══ Record excerpts ══
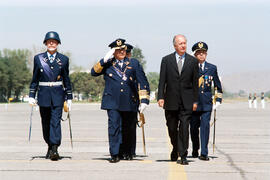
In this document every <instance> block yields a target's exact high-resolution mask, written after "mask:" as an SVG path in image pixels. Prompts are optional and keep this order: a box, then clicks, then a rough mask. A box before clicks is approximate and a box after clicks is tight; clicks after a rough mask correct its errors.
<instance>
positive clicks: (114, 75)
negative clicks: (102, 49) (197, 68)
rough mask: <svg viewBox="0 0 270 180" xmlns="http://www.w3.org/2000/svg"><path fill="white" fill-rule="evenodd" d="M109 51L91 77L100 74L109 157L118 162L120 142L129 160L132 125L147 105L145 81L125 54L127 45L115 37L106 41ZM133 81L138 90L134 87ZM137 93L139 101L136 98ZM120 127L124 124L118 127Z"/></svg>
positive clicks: (140, 71) (119, 126)
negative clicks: (101, 77)
mask: <svg viewBox="0 0 270 180" xmlns="http://www.w3.org/2000/svg"><path fill="white" fill-rule="evenodd" d="M109 47H110V48H111V50H110V51H109V52H108V53H107V54H106V55H105V57H104V58H103V59H101V60H100V61H98V62H97V63H96V64H95V65H94V67H93V68H92V69H91V75H92V76H100V75H103V77H104V80H105V88H104V92H103V97H102V103H101V109H104V110H107V115H108V133H109V146H110V154H111V159H110V160H109V162H111V163H117V162H119V161H120V155H121V154H120V145H121V144H123V145H124V146H123V147H124V149H123V153H125V154H126V155H127V156H130V157H131V158H130V157H128V158H127V159H132V146H131V143H130V142H132V139H133V135H132V132H133V130H132V128H133V127H134V123H135V119H136V118H135V116H137V111H138V104H140V105H139V111H140V112H141V113H142V112H143V111H144V110H145V109H146V107H147V105H148V104H149V92H150V89H149V84H148V81H147V78H146V76H145V73H144V71H143V68H142V66H141V65H140V63H139V61H138V60H136V59H129V58H127V57H126V50H127V46H126V44H125V40H124V39H116V40H115V41H113V42H112V43H111V44H109ZM135 81H137V83H138V85H139V88H138V89H140V92H139V93H138V92H137V88H136V87H135V85H134V84H135V83H134V82H135ZM136 94H139V102H138V99H137V98H136ZM122 127H125V128H124V129H122Z"/></svg>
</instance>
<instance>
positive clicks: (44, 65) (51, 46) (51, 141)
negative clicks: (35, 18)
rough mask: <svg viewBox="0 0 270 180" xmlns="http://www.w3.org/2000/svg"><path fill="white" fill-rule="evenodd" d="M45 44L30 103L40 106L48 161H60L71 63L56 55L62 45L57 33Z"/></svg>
mask: <svg viewBox="0 0 270 180" xmlns="http://www.w3.org/2000/svg"><path fill="white" fill-rule="evenodd" d="M43 43H44V44H45V45H46V46H47V51H46V52H44V53H41V54H38V55H36V56H35V57H34V69H33V77H32V81H31V85H30V93H29V97H30V99H29V103H30V105H35V104H36V101H35V96H36V92H37V91H38V97H37V103H38V105H39V106H40V116H41V120H42V131H43V138H44V140H45V142H46V143H47V144H48V151H47V154H46V159H51V160H54V161H56V160H58V159H59V154H58V151H57V148H58V147H59V146H60V144H61V118H62V111H63V104H64V101H65V99H67V105H68V108H69V110H71V103H72V92H71V85H70V79H69V59H68V57H67V56H65V55H63V54H60V53H59V52H57V47H58V45H59V44H61V41H60V38H59V35H58V33H57V32H53V31H50V32H48V33H47V34H46V35H45V39H44V41H43Z"/></svg>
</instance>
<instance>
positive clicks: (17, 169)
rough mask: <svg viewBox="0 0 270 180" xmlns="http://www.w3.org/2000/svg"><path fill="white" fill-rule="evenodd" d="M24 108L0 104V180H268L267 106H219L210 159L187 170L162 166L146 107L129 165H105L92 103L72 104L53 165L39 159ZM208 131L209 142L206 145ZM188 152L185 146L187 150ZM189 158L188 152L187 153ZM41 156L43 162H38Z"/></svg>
mask: <svg viewBox="0 0 270 180" xmlns="http://www.w3.org/2000/svg"><path fill="white" fill-rule="evenodd" d="M29 115H30V107H29V106H28V105H27V104H11V105H8V107H7V109H6V108H5V105H4V104H0V179H1V180H10V179H20V180H21V179H22V180H24V179H25V180H26V179H27V180H32V179H33V180H36V179H39V180H42V179H53V180H58V179H63V180H70V179H72V180H73V179H79V180H84V179H87V180H89V179H91V180H96V179H98V180H100V179H106V180H107V179H117V180H121V179H125V180H126V179H131V180H132V179H136V180H138V179H141V180H144V179H149V180H150V179H183V180H184V179H190V180H195V179H196V180H197V179H200V180H201V179H207V180H211V179H215V180H216V179H218V180H220V179H226V180H228V179H231V180H234V179H265V180H266V179H269V177H270V104H267V106H266V109H265V110H262V109H260V108H259V109H258V110H253V109H252V110H249V109H248V108H247V104H246V103H243V102H241V103H224V104H223V105H222V107H221V108H220V109H219V111H218V114H217V116H218V119H217V130H216V131H217V132H216V144H217V147H216V151H215V153H214V154H213V152H212V145H211V144H210V145H209V150H210V154H209V156H210V157H211V160H210V161H209V162H203V161H200V160H199V159H194V158H188V160H190V165H189V166H181V165H179V164H176V163H173V162H170V161H168V159H169V153H170V145H169V143H168V135H167V130H166V127H165V119H164V113H163V110H162V109H160V108H158V107H157V105H156V104H152V105H151V106H150V107H149V108H148V109H147V112H146V113H145V117H146V121H147V124H146V126H145V131H146V143H147V156H146V157H145V156H143V150H142V140H141V130H140V129H138V130H137V133H138V142H137V154H138V155H139V156H138V157H137V158H136V159H135V160H134V161H131V162H130V161H121V162H120V163H117V164H110V163H109V162H108V161H107V160H108V158H109V153H108V134H107V117H106V113H105V111H102V110H100V109H99V105H95V104H74V105H73V110H72V115H71V116H72V128H73V139H74V148H73V150H72V149H71V146H70V141H69V132H68V123H67V122H63V123H62V136H63V141H62V145H61V147H60V149H59V151H60V155H61V156H62V157H63V159H62V160H60V161H58V162H51V161H50V160H46V159H44V158H43V157H44V155H45V153H46V150H47V147H46V145H45V143H44V142H43V139H42V134H41V124H40V117H39V112H38V111H34V116H33V128H32V139H31V142H30V143H29V142H28V129H29ZM212 130H213V129H212V128H211V137H210V138H211V142H212ZM190 147H191V146H190ZM189 152H190V153H191V151H189ZM42 156H43V157H42Z"/></svg>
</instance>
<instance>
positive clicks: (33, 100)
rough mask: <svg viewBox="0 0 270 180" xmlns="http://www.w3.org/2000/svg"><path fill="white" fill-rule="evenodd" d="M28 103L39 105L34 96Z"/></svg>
mask: <svg viewBox="0 0 270 180" xmlns="http://www.w3.org/2000/svg"><path fill="white" fill-rule="evenodd" d="M28 103H29V104H30V105H31V106H35V105H37V101H36V100H35V99H34V98H29V100H28Z"/></svg>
═══
- **Goal of the exercise**: Pictures are to be left out; the lines from the start of the records above through the line holding "positive clicks: (114, 75)" are to be returned exactly.

- **Written answer**:
In this document every <instance> block yields a target's exact high-resolution mask, written after "mask:" as an SVG path in image pixels. Prompts are optional and keep this order: a box, then clicks, then a rough mask. A box before clicks is approximate and a box after clicks is tight; clicks after a rough mask correct its errors.
<instance>
positive clicks: (114, 75)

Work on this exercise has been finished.